▸ **Text block**:
= = = = = = =

Important: This documentation is about an older version. It's relevant only to the release noted, many of the features and functions have been updated or replaced. Please view the current version.

Open source

Query Loki with Python

This page provides Python examples for the most common Loki HTTP API operations: querying logs, pushing log entries, and listing labels. For the full API reference including all parameters and response formats, see the Loki HTTP API documentation.

Prerequisites

Install the requests library:

Bash
pip install requests

If you need an async-capable client, httpx provides a nearly identical API:

Bash
pip install httpx

Authentication

The examples on this page connect to a local Loki instance without authentication. To use these examples with a multi-tenant or Grafana Cloud deployment, add the appropriate authentication as shown below. All functions defined on this page accept headers, auth, and verify parameters for this purpose.

Multi-tenant mode

If your cluster has multi-tenancy enabled, pass the tenant ID in the X-Scope-OrgID header:

Python
headers = {"X-Scope-OrgID": "my-tenant"}
resp = requests.get(url, params=params, headers=headers)

Using the functions defined on this page:

Python
results = query_range(
    url="http://localhost:3100",
    query='{job="varlogs"}',
    start=datetime.now() - timedelta(hours=1),
    end=datetime.now(),
    headers={"X-Scope-OrgID": "my-tenant"},
)

To query across multiple tenants, separate tenant names with the pipe (|) character:

Python
headers = {"X-Scope-OrgID": "tenant1|tenant2|tenant3"}

Grafana Cloud

For Grafana Cloud, use basic authentication with your Grafana Cloud user and an API token:

Python
resp = requests.get(url, params=params, auth=("<user>", "<API_TOKEN>"))

Using the functions defined on this page:

Python
results = query_range(
    url="https://logs-prod-us-central1.grafana.net",
    query='{job="varlogs"}',
    start=datetime.now() - timedelta(hours=1),
    end=datetime.now(),
    auth=("<user>", "<API_TOKEN>"),
)

You can find the User and URL values in the Loki logging service details of your Grafana Cloud stack.

= = = = = = =

▸ **Given task 1**: In the Loki Python page, which header carries the tenant ID when multi-tenancy is enabled?

= = = = = = =

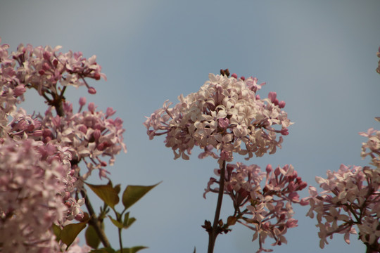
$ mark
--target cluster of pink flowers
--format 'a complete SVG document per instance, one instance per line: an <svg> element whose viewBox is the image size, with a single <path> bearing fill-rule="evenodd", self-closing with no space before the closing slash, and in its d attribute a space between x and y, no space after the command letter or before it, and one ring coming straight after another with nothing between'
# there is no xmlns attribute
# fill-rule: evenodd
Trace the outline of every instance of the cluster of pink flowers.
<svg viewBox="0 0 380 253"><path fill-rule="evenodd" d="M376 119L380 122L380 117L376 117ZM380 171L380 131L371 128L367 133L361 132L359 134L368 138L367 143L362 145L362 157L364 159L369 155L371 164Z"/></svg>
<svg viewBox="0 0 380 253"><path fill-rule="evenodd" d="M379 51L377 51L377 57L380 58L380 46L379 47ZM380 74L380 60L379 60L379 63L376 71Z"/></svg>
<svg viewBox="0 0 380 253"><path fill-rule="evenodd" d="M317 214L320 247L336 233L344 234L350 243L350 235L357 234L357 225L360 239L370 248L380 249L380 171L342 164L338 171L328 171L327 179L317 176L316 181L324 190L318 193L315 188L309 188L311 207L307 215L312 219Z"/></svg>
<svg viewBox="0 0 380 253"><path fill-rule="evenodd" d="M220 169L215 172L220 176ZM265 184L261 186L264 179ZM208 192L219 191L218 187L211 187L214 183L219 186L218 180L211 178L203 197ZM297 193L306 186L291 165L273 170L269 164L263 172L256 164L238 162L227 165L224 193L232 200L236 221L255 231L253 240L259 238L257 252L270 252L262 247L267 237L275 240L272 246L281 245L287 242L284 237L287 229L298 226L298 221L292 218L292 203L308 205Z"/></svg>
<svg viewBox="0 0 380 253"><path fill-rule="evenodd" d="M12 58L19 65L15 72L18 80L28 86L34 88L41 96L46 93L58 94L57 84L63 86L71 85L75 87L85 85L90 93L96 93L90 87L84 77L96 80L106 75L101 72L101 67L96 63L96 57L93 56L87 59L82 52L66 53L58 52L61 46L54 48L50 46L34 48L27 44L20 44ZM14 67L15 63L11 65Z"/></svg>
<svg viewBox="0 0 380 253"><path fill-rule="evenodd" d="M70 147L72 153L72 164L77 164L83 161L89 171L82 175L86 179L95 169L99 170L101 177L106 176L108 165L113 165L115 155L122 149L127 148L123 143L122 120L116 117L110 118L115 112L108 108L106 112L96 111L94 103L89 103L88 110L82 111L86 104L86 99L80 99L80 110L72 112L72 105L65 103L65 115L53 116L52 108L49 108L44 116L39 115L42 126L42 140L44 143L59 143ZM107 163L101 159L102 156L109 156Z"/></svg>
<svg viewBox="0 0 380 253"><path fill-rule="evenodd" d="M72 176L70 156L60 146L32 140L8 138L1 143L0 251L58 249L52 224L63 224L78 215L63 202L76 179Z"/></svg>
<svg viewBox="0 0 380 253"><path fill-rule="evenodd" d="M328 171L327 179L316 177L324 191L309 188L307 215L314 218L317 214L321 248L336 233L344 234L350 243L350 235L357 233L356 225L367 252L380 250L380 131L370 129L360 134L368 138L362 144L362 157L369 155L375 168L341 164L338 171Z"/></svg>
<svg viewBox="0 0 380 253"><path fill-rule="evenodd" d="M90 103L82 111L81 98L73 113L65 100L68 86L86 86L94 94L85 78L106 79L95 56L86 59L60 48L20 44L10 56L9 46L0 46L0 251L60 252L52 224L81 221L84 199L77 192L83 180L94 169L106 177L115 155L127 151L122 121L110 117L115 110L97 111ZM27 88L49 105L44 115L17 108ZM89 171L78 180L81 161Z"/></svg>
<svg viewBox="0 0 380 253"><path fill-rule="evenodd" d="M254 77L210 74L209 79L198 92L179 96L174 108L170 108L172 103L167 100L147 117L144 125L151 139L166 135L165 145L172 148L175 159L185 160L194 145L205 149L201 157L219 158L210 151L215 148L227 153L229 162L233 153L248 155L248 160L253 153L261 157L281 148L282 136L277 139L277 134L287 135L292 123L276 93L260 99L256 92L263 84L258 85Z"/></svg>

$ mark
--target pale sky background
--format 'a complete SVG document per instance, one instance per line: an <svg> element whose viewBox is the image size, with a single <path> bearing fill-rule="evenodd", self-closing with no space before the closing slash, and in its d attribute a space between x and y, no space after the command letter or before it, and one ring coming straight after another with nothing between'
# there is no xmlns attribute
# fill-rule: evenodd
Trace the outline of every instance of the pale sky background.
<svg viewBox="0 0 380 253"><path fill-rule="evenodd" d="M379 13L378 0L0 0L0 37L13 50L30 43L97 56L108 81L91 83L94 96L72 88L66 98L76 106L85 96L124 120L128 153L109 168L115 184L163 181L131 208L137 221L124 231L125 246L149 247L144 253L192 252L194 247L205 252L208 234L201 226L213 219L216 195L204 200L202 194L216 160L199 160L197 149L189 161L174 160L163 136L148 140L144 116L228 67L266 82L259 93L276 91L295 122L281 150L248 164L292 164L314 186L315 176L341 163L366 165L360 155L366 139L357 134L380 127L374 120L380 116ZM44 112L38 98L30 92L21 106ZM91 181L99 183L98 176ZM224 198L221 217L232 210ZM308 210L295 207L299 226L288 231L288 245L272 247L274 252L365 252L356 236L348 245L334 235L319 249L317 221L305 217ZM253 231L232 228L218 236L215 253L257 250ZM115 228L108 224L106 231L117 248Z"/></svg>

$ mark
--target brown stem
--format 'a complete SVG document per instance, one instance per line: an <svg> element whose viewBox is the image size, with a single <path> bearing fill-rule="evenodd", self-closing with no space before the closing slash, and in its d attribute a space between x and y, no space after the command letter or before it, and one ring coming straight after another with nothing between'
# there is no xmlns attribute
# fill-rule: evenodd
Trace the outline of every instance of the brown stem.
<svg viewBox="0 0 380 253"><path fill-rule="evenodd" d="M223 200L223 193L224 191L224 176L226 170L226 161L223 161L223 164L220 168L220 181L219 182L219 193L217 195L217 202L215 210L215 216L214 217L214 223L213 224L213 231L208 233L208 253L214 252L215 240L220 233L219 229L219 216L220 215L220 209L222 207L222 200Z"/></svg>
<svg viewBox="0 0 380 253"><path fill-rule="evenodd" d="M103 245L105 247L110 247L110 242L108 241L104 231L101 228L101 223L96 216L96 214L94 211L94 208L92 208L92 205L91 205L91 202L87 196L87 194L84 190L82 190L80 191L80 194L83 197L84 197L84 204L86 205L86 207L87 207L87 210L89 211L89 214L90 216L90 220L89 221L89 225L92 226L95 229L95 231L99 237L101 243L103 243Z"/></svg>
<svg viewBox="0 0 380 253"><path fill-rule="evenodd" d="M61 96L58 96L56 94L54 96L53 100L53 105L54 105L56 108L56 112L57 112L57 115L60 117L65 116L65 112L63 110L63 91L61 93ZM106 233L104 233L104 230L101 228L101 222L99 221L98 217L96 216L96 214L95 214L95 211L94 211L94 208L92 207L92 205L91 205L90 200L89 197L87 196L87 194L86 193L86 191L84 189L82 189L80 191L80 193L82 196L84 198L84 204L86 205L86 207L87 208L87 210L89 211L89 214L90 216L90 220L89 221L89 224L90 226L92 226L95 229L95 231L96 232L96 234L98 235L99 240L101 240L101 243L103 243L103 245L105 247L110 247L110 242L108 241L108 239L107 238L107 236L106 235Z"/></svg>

= = = = = = =

▸ **Given task 2**: Transcribe the records from their start through the line containing "Trace the outline of every instance of the cluster", leaving out the pictures.

▸ **Task output 1**: The X-Scope-OrgID header.

▸ **Task output 2**:
$ mark
--target cluster of pink flowers
--format 'a complete SVG document per instance, one instance per line: an <svg> element whose viewBox is the image size, with a single <path> bearing fill-rule="evenodd", self-closing with no space before the closing slash, and in its d attribute a space between x and y, no space after the command letter or before it, and one ring coming straight after another with nothing between'
# there is no xmlns attribute
# fill-rule: evenodd
Trace the outline of every instance of the cluster of pink flowers.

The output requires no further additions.